**Task brief**:
Every line of the material below, from the top through the line with "positive clicks: (184, 124)", should be reproduced exactly.

**Input**:
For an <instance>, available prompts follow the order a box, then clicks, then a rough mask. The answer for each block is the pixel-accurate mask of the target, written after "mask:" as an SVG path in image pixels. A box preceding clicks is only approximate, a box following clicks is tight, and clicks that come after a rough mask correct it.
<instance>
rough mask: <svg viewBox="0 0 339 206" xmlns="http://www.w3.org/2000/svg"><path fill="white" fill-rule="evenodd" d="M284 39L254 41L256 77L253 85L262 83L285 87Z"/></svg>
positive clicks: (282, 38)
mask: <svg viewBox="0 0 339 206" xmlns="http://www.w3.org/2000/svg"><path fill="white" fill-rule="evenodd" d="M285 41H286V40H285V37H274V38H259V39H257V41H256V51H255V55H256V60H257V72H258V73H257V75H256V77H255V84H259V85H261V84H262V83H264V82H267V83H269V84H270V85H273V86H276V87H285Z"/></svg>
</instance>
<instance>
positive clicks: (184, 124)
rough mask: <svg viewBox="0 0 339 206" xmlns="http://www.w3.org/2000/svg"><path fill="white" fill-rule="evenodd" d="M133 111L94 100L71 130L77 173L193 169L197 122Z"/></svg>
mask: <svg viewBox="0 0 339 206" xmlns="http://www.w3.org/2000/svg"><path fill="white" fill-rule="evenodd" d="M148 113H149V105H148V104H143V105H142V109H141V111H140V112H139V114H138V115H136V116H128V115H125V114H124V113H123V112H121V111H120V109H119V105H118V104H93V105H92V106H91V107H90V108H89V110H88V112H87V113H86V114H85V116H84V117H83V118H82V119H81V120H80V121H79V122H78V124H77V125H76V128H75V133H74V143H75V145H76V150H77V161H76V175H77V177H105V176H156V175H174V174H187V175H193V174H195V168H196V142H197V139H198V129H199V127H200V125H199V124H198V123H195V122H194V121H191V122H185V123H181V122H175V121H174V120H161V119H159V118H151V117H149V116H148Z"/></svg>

**The answer**:
For an <instance>, available prompts follow the order a box, then clicks, then a rough mask. The answer for each block is the pixel-accurate mask of the target, written after "mask:" as an SVG path in image pixels. A box preceding clicks is only approximate, a box following clicks is tight, and clicks that come after a rough mask correct it.
<instance>
rough mask: <svg viewBox="0 0 339 206" xmlns="http://www.w3.org/2000/svg"><path fill="white" fill-rule="evenodd" d="M284 39L254 41L256 77L253 85L262 83L285 87Z"/></svg>
positive clicks: (282, 38)
mask: <svg viewBox="0 0 339 206" xmlns="http://www.w3.org/2000/svg"><path fill="white" fill-rule="evenodd" d="M285 41H286V40H285V37H274V38H259V39H257V41H256V51H255V55H256V60H257V72H258V73H257V75H256V77H255V84H259V85H261V84H262V83H264V82H267V83H269V84H270V85H273V86H276V87H285Z"/></svg>
</instance>
<instance>
positive clicks: (184, 124)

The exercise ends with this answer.